» **Quoted text**

Time to Sell United Technologies?

Should you sell United Technologies (NYSE: UTX  ) today?

The decision to sell a stock you've researched and followed for months or years is never easy. If you fall in love with your stock holdings, you risk becoming vulnerable to confirmation bias -- listening only to information that supports your theories, and rejecting any contradictions.

In 2004, longtime Fool Bill Mann called confirmation bias one of the most dangerous components of investing. This warning has helped my own personal investing throughout the Great Recession and the recent volatility throughout early August. In this series, I want to help you identify potential sell signs on popular stocks within our 4-million-strong Fool.com community.

Today I'm laser-focused on United Technologies, ready to evaluate its price, valuation, margins, and liquidity. Let's get started!

Don't sell on price
Over the past 12 months, United Technologies has risen 2.5% versus an S&P 500 return of 9.1%. Investors in United Technologies are no doubt disappointed with their returns, but is now the time to cut and run? Not necessarily. Short-term underperformance alone is not a sell sign. The market may be missing the critical element of your United Technologies investing thesis. For historical context, let's compare United Technologies' recent price to its 52-week and five-year highs. I've included a few other businesses in the same or related industries:

Company

Recent Price

52-Week High

5-Year High

United Technologies $72.45 $91.83 $91.83
General Electric (NYSE: GE  ) $15.88 $21.65 $42.20
Honeywell International (NYSE: HON  ) $46.88 $62.28 $63.00
3M (NYSE: MMM  ) $82.54 $98.19 $98.20

Source: Capital IQ, a division of Standard & Poor's.

As you can see, United Technologies is down from its 52-week high. If you bought near the peak, now's the time to think back to why you bought it in the first place. If your reasons still hold true, you shouldn't sell based on this information alone.

Potential sell signs
First up, we'll get a rough idea of United Technologies' valuation. I'm comparing United Technologies' recent P/E ratio of 14.0 to where it's been over the past five years.

Source: Capital IQ, a division of Standard & Poor's.

United Technologies' P/E is lower than its five-year average, which could indicate the stock is undervalued. A low P/E isn't always a good sign, since the market may be lowering its valuation of the company because of less attractive growth prospects. It does indicate that, on a purely historical basis, United Technologies looks cheap.

Now, let's look at the gross margins trend, which represents the amount of profit a company makes for each $1 in sales, after deducting all costs directly related to that sale. A deteriorating gross margin over time can indicate that competition has forced the company to lower prices, that it can't control costs, or that its whole industry's facing tough times. Here is United Technologies' gross margin over the past five years:

Source: Capital IQ, a division of Standard & Poor's.

United Technologies is having no trouble maintaining its gross margin, which tends to dictate a company's overall profitability. This is solid news; however, United Technologies investors need to keep an eye on this over the coming quarters. If margins begin to dip, you'll want to know why.

» **Given material**
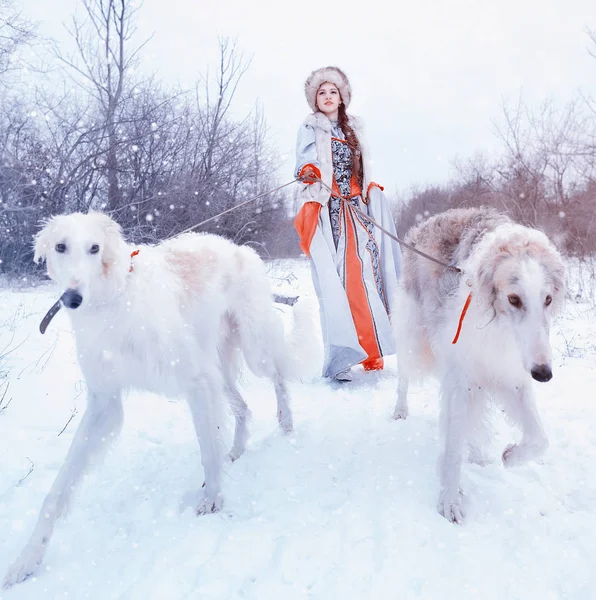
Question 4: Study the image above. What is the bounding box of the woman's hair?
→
[337,102,363,186]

» **Exercises**
1: In the United Technologies article, substitute "anchoring bias" for "confirmation bias" and write out the passage from "The decision to" to "Let's get started!" again.
2: Name every company that appears in the price comparison table of the United Technologies article.
3: According to the United Technologies article, what was the company's recent P/E ratio?

» **Outputs in order**
1:
The decision to sell a stock you've researched and followed for months or years is never easy. If you fall in love with your stock holdings, you risk becoming vulnerable to anchoring bias -- listening only to information that supports your theories, and rejecting any contradictions.

In 2004, longtime Fool Bill Mann called anchoring bias one of the most dangerous components of investing. This warning has helped my own personal investing throughout the Great Recession and the recent volatility throughout early August. In this series, I want to help you identify potential sell signs on popular stocks within our 4-million-strong Fool.com community.

Today I'm laser-focused on United Technologies, ready to evaluate its price, valuation, margins, and liquidity. Let's get started!

2:
United Technologies
General Electric
Honeywell International
3M

3: 14.0